INSTRUCTIONS FOR THE TASK:
Please continue the Seventh Circuit order on Ruben Arroyo's appeal, printed below ahead of the data, starting right after its last sentence.

ARTICLE:

NONPRECEDENTIAL DISPOSITION
To be cited only in accordance with
Fed. R. App. P. 32.1
United States Court of Appeals
For the Seventh Circuit
Chicago, Illinois 60604
Submitted March 8, 2007
Decided March 12, 2007
Before
Hon. DANIEL A. MANION, Circuit Judge
Hon. MICHAEL S. KANNE, Circuit Judge
Hon. DIANE P. WOOD, Circuit Judge
No. 06-2850
UNITED STATES OF AMERICA, Appeal from the United States
Plaintiff-Appellee, District Court for the Southern
District of Illinois
v.
No. 4:05CR40028-001-JPG
RUBEN ARROYO
Defendant-Appellant. J. Phil Gilbert,
Judge.
ORDER
Ruben Arroyo, with the help of several others, distributed various drugs
throughout southern Illinois. Following an investigation into their activities,
Arroyo and four co-defendants were charged with distributing and conspiring to
distribute cocaine base, cocaine, and methamphetamine. See 21 U.S.C. §§ 841(a)(1),
846. Arroyo pleaded guilty to all six counts in which he was named, but now
appeals. His newly appointed appellate lawyers seek to withdraw under Anders v.
California, 386 U.S. 738 (1967), because they are unable to discern a nonfrivolous
issue to pursue. We agree, and thus grant counsels’ motion to withdraw and
dismiss this appeal.
No. 06-2850 Page 2
The district court appointed a lawyer for Arroyo, but initially he expressed
displeasure with counsel’s advocacy and moved for substitute counsel. At a hearing
on this motion, Arroyo informed the court that he was trying to hire his own lawyer,
and the court allowed him an additional week to secure representation but denied
the motion for new counsel. Two weeks later Arroyo told the court that he was fully
satisfied with his appointed lawyer’s representation and pleaded guilty without a
plea bargain. After ensuring that Arroyo’s pleas were voluntary, the court accepted
them.

MATERIAL:

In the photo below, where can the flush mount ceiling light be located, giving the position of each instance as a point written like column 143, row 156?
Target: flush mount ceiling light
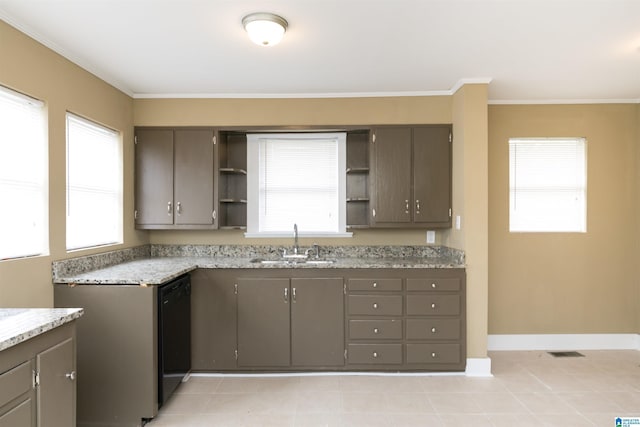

RESPONSE:
Before sentencing the probation officer estimated that Arroyo’s distribution
network had sold the equivalent of more than 30,000 kilograms of marijuana. Not
only did his four co-defendants run drugs for Arroyo, but Arroyo also used two
minors to distribute drugs. He also owned an assault rifle that he kept at his
residence where the drugs were stored and sold. Additionally, the probation officer
documented Arroyo’s two convictions for driving an uninsured vehicle, each of
which resulted in a sentence of one year of court supervision. At sentencing one of
Arroyo’s co-defendants testified that he helped Arroyo buy the rifle and frequently
saw Arroyo carry it at his residence. A minor also testified that she sold drugs
supplied to her by Arroyo and saw the rifle when she received the drugs from him.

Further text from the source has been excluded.